**Assignment**. All that is wanted is the span of lines from the one with "Query: person wearing cap" to the last line of the data, copied exactly.

**Study material**.

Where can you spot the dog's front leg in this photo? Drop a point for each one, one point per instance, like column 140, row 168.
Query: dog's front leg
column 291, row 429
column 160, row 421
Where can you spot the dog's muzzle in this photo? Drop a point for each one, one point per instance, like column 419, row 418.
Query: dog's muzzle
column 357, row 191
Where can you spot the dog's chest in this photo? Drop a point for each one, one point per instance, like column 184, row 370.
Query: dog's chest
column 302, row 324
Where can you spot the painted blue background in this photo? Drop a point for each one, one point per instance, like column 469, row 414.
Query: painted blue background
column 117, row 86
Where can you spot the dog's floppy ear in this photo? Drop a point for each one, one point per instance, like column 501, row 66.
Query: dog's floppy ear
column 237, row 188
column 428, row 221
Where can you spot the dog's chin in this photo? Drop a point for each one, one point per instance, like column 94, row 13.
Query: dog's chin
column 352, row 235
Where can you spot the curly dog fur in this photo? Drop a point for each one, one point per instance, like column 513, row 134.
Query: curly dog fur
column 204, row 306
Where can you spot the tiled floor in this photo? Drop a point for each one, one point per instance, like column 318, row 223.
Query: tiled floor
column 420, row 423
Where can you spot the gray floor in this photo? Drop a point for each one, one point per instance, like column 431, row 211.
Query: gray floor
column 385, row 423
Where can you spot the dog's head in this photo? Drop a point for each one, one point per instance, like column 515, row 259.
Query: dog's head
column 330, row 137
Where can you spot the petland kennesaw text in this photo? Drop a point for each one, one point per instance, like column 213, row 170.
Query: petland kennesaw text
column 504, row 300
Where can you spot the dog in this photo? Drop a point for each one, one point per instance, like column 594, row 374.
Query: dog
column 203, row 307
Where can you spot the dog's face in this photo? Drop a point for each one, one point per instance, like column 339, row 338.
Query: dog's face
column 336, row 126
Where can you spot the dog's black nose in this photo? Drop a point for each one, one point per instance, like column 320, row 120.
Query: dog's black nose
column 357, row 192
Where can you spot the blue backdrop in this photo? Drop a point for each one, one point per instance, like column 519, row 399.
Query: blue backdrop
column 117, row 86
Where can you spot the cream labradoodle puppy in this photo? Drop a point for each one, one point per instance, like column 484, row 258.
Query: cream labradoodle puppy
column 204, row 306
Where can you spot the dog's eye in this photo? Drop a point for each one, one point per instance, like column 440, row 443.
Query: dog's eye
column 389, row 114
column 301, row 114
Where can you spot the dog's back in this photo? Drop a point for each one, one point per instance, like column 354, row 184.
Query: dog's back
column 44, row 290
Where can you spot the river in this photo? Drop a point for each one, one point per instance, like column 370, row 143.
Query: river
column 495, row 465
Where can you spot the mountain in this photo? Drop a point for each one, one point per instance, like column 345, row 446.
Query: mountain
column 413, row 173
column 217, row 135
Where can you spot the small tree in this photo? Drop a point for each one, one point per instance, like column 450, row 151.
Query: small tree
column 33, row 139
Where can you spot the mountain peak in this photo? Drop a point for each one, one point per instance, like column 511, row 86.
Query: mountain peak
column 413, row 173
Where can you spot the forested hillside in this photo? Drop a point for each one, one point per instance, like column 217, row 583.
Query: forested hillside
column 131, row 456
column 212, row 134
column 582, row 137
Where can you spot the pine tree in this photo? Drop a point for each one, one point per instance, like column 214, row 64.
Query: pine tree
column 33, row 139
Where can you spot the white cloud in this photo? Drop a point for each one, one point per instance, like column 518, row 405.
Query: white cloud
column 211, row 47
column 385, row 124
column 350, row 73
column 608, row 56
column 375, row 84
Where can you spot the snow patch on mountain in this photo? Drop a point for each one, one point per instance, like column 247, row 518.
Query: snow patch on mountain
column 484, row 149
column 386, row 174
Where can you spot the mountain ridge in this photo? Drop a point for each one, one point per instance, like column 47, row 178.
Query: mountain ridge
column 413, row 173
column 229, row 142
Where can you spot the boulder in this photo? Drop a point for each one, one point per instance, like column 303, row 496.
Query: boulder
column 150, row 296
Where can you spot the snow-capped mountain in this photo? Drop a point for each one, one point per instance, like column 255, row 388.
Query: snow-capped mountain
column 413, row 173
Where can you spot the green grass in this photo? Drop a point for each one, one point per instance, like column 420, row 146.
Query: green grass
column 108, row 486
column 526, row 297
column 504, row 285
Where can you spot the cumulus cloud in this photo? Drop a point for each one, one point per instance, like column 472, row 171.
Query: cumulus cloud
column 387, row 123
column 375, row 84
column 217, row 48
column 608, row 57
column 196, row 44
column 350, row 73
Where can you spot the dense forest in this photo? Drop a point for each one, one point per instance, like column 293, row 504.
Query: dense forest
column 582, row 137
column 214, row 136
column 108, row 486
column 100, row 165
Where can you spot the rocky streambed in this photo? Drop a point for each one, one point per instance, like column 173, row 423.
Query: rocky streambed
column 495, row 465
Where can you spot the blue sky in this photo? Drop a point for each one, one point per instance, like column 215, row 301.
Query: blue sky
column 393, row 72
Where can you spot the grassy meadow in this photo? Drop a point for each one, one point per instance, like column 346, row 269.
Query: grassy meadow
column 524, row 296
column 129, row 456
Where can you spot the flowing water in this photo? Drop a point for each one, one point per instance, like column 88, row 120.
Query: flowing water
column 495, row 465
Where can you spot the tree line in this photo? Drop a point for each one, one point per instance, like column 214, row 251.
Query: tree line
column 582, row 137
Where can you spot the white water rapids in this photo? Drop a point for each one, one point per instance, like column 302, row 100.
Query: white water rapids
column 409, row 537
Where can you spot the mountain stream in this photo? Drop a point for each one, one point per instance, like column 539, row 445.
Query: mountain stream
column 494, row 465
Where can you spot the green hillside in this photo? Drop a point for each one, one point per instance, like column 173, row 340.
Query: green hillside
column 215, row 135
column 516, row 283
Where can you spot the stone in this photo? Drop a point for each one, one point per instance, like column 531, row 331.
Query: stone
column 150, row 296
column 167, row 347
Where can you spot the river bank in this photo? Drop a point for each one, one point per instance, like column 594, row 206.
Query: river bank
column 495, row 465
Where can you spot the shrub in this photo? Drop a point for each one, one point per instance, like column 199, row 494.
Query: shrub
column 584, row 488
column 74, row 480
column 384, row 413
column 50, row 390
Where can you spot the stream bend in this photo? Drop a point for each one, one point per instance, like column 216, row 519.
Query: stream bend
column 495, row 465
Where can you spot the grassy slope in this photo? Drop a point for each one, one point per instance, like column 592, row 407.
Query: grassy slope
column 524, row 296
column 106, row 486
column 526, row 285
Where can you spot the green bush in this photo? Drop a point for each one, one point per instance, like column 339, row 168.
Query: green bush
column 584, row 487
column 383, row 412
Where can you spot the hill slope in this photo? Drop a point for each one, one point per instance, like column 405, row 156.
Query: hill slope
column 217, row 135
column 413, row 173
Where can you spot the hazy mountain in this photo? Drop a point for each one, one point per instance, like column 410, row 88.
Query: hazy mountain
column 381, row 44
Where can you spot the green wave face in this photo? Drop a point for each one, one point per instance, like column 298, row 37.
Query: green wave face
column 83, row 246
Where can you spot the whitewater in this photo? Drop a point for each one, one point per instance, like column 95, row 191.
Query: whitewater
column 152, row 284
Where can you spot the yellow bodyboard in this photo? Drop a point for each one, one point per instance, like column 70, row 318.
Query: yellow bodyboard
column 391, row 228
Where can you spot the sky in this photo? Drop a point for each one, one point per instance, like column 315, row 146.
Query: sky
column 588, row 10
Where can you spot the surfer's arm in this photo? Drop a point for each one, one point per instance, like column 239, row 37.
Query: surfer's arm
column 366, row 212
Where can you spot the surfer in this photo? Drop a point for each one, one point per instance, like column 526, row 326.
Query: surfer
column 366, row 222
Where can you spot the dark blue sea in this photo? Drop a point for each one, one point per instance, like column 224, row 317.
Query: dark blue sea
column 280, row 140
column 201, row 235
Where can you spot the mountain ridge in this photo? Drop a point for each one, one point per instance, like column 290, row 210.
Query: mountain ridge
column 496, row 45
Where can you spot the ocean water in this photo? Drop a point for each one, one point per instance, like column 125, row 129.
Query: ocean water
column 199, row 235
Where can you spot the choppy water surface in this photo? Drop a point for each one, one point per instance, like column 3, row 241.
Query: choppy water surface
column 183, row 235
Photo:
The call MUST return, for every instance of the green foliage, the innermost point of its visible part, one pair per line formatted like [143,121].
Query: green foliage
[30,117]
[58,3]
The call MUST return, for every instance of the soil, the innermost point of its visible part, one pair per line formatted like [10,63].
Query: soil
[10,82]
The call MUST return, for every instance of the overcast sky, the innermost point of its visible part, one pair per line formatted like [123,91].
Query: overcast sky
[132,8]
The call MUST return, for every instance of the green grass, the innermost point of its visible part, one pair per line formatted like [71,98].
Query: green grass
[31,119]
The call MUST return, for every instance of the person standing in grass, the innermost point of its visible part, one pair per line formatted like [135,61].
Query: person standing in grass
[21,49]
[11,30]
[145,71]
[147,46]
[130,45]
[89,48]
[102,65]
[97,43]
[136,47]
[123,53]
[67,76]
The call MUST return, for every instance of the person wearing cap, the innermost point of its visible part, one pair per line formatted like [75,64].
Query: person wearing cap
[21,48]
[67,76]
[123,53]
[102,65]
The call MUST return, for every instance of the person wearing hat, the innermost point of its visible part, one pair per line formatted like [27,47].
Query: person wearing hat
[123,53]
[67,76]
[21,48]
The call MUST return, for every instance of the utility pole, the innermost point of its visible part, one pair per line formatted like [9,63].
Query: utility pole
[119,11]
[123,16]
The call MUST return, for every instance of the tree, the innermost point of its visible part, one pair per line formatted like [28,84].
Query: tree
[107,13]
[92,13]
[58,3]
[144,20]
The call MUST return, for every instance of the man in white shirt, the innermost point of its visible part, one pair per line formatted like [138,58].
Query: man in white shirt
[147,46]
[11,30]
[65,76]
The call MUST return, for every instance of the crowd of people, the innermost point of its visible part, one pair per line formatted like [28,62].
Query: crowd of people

**Solution for this exercise**.
Query: person wearing cap
[21,48]
[67,76]
[123,53]
[102,65]
The call MUST return, for every instance of the person wearing hat, the innermost point of its visible part, one pair per line formatted like [27,47].
Query: person wearing hat
[123,53]
[67,76]
[21,48]
The call MUST return, for every instance of the utility pole, the innermost point of its visible part, one pair per line formatted like [9,63].
Query: utility pole
[119,11]
[123,16]
The call MUST return, for every instance of the tree, the innermost point of its visible part, one pair per line formatted like [28,84].
Query: tree
[107,13]
[92,13]
[58,3]
[144,20]
The call MUST return, for every instance of the man in white shirt, the innermost point of its visible part, one pair per line formatted like [138,58].
Query: man in white shirt
[147,46]
[11,30]
[65,76]
The call MUST return, for every instance of the crowd of people, the innermost point of its visible part, one pair per line formatted like [28,62].
Query: crowd of people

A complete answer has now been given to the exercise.